# Exercise objective:
Please reproduce, word for word, the lines of the items below from the line containing "Rules: pick out every instance of the white curtain" through the line containing "point(228, 220)", with both of those lines included.

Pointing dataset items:
_ _ _ _
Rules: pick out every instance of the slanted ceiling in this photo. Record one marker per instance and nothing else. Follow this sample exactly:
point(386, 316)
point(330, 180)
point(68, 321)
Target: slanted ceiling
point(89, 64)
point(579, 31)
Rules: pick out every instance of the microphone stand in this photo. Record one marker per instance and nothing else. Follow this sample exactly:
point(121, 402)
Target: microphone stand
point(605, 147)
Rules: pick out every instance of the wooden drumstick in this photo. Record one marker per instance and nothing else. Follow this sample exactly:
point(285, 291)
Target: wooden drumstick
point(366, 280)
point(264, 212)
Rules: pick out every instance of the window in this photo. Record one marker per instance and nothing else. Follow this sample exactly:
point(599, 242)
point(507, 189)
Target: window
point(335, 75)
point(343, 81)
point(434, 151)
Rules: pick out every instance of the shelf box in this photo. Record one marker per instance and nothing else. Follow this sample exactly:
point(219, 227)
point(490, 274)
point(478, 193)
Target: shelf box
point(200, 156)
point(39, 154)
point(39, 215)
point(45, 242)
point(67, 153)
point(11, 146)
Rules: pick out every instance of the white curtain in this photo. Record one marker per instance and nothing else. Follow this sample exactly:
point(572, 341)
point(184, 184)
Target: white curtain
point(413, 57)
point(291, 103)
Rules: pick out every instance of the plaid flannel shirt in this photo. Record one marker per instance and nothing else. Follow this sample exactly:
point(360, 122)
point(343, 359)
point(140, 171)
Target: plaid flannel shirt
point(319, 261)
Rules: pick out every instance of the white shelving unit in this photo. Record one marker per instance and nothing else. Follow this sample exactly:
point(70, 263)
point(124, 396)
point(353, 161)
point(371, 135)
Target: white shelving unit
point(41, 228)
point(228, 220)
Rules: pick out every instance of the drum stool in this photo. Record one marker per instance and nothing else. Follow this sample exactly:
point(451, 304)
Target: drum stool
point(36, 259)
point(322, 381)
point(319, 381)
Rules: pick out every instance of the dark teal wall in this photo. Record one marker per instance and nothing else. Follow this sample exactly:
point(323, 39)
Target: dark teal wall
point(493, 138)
_ _ _ _
# Reply:
Rules: pick out every instance of the white curtain in this photo. Record one marker per instance and nothing else. Follow this sample exactly:
point(572, 341)
point(184, 184)
Target: white curtain
point(413, 57)
point(291, 103)
Rules: pick out every instance of the plaid flannel shirt in this photo. Record one marker per instance and nothing else. Follow this sample exactly:
point(360, 122)
point(343, 359)
point(140, 171)
Target: plaid flannel shirt
point(319, 261)
Rules: pick out every instance of the white shelving unit in this photo. Record one marker per instance and nothing else. Follow this sample exactly:
point(70, 263)
point(124, 396)
point(353, 161)
point(371, 135)
Target: white shelving unit
point(41, 228)
point(228, 220)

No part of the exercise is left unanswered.